§ Stated goal: Which lines below contain the string "peak"? Extract each of them in full.

Dataset items:

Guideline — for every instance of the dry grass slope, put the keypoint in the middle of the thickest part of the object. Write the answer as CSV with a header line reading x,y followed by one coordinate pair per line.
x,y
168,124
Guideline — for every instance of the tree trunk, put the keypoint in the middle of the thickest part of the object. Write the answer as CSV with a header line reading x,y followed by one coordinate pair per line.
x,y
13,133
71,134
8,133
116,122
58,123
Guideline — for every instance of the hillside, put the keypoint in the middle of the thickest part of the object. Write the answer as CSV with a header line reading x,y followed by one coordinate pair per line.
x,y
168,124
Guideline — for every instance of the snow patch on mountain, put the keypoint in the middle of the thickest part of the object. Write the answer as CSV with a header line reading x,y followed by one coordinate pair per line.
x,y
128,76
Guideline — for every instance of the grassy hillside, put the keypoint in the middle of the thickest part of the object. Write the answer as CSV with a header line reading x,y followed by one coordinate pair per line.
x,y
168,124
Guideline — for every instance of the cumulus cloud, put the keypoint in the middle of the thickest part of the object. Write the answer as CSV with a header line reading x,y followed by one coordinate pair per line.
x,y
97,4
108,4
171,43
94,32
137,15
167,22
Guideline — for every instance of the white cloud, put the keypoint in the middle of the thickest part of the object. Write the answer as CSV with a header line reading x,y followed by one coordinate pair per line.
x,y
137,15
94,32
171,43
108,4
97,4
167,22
---
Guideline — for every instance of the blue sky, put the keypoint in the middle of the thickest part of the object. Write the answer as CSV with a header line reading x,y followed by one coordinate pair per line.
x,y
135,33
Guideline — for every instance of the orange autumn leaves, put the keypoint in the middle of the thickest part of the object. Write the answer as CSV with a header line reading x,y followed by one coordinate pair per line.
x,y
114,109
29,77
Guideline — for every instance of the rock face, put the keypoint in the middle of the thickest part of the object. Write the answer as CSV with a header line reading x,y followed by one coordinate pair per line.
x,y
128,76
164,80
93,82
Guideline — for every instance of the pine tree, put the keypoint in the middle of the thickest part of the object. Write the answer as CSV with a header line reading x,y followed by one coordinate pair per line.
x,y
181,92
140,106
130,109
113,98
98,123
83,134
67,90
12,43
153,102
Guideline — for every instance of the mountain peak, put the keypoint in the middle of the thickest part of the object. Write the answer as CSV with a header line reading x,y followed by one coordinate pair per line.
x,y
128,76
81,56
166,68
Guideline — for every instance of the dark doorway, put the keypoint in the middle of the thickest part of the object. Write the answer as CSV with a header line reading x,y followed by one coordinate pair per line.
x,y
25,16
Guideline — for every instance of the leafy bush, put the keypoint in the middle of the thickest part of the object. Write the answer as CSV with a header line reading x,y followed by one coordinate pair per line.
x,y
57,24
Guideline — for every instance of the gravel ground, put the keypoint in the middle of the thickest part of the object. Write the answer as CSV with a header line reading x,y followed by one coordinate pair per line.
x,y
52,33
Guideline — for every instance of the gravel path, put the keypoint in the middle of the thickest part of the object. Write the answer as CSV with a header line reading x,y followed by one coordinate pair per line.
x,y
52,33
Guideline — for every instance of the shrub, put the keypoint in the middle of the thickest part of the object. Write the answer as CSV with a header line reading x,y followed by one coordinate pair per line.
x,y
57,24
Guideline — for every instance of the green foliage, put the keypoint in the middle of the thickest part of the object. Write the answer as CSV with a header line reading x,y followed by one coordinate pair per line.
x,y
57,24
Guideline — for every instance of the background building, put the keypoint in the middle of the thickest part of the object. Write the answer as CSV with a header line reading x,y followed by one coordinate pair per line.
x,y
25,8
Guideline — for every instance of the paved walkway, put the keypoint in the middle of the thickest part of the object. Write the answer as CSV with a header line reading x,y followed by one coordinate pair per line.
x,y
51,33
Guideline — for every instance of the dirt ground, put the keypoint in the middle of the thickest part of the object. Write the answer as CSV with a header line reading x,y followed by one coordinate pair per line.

§ Correct answer:
Guideline — for every instance of the mountain peak, put the keypoint in the middle of the thickest part of the object. Write the answer as CSV with a header line reading x,y followed by one coordinate pair per line.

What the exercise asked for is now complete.